━━ Document extract ━━
Now, I have nothing but praise for people discovering "the right thing"™ to do at any point in their lives, giving up everything else, and pursuing their newly found raison d’être. Quite to the contrary. We most certainly need more happy people, than high flying management gurus. What I do disagree with when magazines like Grazia are pushing for it is the tacit suggestion that, while it's OK to turn your good ship around, it is not a desirable, or even viable, option to moor it in the waters you found comfortable and pleasing, the waters which, apart from the day-to-day job of maintaining your good ship (which is your career) may offer some nice diversions which otherwise may not be within such an easy reach. Yes, I am talking here at just applying the breaks - not just taking that junction and joining another fast lane. After all, the Peter Principle is not still considered broadly valid for nothing.
━━━
━━ Information ━━
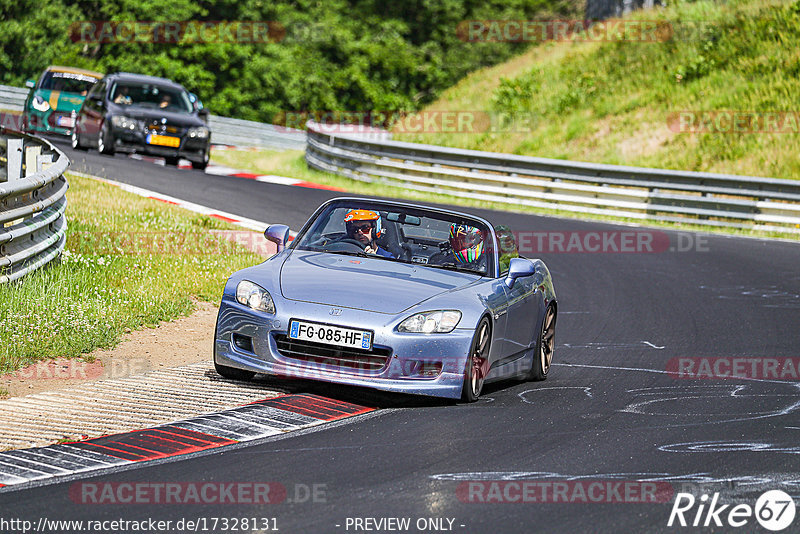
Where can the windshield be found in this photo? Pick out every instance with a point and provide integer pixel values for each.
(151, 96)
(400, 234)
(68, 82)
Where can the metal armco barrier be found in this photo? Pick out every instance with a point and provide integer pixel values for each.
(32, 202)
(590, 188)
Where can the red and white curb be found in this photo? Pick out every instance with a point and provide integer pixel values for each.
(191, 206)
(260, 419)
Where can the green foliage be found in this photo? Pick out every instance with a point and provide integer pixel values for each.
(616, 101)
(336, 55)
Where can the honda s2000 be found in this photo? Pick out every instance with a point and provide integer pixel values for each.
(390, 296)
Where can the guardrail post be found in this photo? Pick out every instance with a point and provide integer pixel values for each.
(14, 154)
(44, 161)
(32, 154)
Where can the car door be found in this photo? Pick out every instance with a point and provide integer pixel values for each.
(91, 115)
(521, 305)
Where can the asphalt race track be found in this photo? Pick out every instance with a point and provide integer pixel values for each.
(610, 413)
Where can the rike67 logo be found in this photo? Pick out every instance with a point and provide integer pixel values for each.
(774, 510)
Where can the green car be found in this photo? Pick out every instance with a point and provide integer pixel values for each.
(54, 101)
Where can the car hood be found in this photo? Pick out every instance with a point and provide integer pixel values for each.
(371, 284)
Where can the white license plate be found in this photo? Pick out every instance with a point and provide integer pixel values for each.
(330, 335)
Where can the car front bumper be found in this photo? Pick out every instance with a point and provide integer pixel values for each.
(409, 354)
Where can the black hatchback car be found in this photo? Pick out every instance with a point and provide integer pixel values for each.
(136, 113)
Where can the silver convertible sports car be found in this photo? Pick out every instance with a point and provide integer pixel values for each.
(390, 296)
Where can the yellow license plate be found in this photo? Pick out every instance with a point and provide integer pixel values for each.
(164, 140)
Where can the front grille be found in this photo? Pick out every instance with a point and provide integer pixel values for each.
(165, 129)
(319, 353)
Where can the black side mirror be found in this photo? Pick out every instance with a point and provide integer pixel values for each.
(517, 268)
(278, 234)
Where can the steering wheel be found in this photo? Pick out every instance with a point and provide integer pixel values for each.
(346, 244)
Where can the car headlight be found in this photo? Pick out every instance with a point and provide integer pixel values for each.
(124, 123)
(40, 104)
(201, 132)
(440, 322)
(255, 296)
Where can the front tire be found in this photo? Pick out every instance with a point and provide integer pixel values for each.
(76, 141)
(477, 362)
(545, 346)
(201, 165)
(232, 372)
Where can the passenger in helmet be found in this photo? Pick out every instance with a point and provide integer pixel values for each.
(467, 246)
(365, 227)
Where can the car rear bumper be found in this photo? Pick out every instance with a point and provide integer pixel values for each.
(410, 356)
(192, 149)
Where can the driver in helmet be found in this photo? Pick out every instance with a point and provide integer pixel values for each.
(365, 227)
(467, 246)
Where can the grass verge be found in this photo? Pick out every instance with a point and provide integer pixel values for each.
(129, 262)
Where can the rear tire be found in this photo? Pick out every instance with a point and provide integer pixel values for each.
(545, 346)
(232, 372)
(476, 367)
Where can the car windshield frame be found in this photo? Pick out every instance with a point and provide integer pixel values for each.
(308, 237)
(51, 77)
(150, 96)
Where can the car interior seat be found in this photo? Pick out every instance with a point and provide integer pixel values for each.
━━━
━━ Information ━━
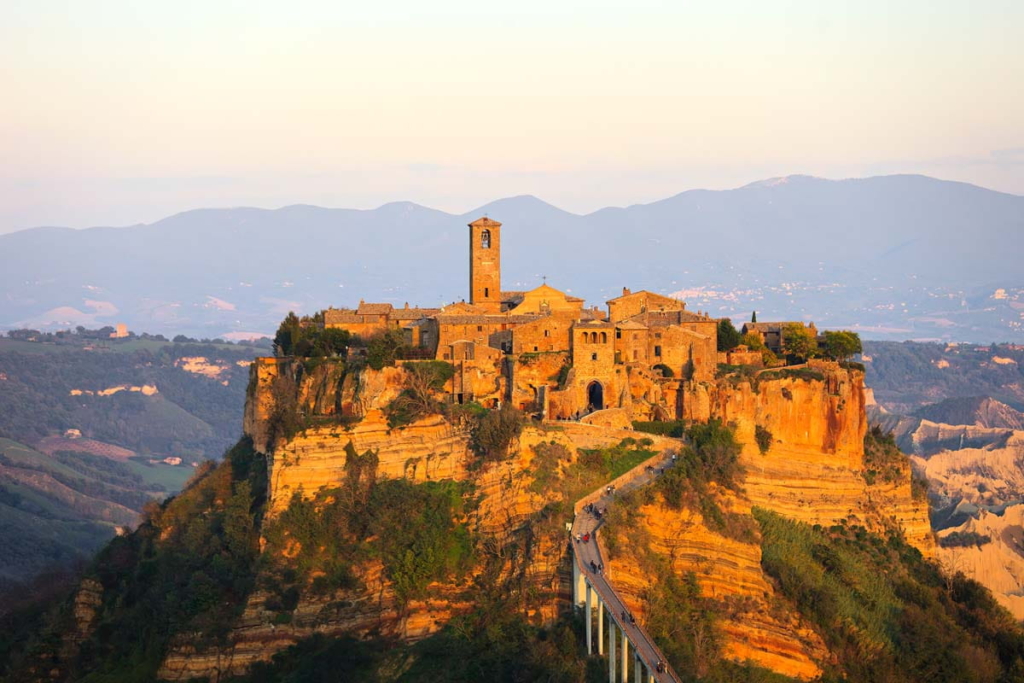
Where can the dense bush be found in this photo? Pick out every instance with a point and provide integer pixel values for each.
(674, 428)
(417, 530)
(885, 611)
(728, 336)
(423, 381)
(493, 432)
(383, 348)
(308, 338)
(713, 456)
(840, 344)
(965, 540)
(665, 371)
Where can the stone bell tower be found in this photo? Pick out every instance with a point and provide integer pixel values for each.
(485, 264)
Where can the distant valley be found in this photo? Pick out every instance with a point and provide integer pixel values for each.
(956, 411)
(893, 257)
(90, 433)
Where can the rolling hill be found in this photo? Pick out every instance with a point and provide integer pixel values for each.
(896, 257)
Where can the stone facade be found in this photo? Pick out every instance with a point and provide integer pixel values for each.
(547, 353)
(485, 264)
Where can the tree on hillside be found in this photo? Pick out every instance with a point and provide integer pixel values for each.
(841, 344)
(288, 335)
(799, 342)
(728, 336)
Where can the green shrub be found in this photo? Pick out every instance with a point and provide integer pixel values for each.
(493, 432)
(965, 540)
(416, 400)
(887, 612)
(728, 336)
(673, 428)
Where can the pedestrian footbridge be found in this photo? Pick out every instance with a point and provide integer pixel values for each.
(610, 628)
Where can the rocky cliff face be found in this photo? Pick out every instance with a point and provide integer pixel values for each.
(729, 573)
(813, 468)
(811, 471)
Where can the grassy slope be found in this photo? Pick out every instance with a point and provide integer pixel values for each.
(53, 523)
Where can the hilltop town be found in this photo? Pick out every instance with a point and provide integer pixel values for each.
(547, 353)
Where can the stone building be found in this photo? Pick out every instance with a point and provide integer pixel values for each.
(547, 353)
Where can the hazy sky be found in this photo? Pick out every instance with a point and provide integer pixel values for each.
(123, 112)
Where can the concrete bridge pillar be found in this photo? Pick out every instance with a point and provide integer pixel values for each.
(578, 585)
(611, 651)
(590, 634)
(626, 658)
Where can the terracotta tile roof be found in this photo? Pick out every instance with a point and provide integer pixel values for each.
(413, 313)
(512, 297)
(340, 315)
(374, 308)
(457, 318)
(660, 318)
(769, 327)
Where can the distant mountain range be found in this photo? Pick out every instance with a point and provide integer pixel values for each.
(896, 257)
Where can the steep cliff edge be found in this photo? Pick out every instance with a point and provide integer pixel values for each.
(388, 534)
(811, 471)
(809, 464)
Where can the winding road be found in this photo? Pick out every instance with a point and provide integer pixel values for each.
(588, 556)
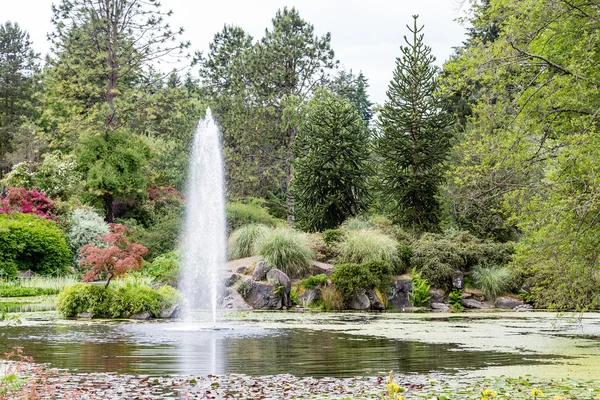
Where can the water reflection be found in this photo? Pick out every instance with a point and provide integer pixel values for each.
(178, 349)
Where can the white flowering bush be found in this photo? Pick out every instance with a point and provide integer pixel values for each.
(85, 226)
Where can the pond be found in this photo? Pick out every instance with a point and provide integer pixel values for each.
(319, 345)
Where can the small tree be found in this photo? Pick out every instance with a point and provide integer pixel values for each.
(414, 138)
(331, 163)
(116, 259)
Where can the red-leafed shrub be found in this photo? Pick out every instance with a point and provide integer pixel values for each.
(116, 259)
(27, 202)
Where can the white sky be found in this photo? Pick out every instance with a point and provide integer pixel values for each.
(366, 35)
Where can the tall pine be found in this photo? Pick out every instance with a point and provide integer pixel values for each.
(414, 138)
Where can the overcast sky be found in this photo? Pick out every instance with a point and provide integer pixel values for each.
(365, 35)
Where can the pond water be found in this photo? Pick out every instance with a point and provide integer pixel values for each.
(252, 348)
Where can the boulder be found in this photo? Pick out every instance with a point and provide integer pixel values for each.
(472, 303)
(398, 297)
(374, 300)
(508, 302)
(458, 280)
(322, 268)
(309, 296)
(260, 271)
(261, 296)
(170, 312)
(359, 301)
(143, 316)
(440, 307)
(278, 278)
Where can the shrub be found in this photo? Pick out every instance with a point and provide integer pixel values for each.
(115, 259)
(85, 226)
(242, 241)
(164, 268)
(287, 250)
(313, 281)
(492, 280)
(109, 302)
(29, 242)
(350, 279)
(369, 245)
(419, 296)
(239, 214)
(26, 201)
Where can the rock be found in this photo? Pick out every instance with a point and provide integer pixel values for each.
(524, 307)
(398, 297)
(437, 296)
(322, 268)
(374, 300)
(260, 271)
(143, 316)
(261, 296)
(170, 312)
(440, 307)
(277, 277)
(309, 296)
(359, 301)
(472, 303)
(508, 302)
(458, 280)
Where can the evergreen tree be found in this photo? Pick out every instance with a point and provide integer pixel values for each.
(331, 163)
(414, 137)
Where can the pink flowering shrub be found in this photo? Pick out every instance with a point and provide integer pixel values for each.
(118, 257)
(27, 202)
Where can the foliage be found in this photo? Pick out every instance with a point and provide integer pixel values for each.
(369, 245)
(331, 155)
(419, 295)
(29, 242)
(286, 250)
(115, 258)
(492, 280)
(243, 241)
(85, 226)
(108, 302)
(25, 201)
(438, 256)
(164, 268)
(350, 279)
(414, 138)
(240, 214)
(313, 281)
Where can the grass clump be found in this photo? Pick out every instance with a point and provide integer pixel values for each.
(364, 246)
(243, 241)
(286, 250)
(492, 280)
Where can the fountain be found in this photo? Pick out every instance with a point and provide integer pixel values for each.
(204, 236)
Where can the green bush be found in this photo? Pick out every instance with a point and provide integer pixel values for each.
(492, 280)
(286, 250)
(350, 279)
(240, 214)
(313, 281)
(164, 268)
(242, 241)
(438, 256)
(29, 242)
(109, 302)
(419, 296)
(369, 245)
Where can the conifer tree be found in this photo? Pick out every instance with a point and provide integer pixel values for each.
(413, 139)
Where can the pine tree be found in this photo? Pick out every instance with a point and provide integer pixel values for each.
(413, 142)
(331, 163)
━━━
=== Task details ===
In the passage on career changes, what does the writer say the "good ship" stands for? The listing isn't needed.

=== Written response ===
Your career.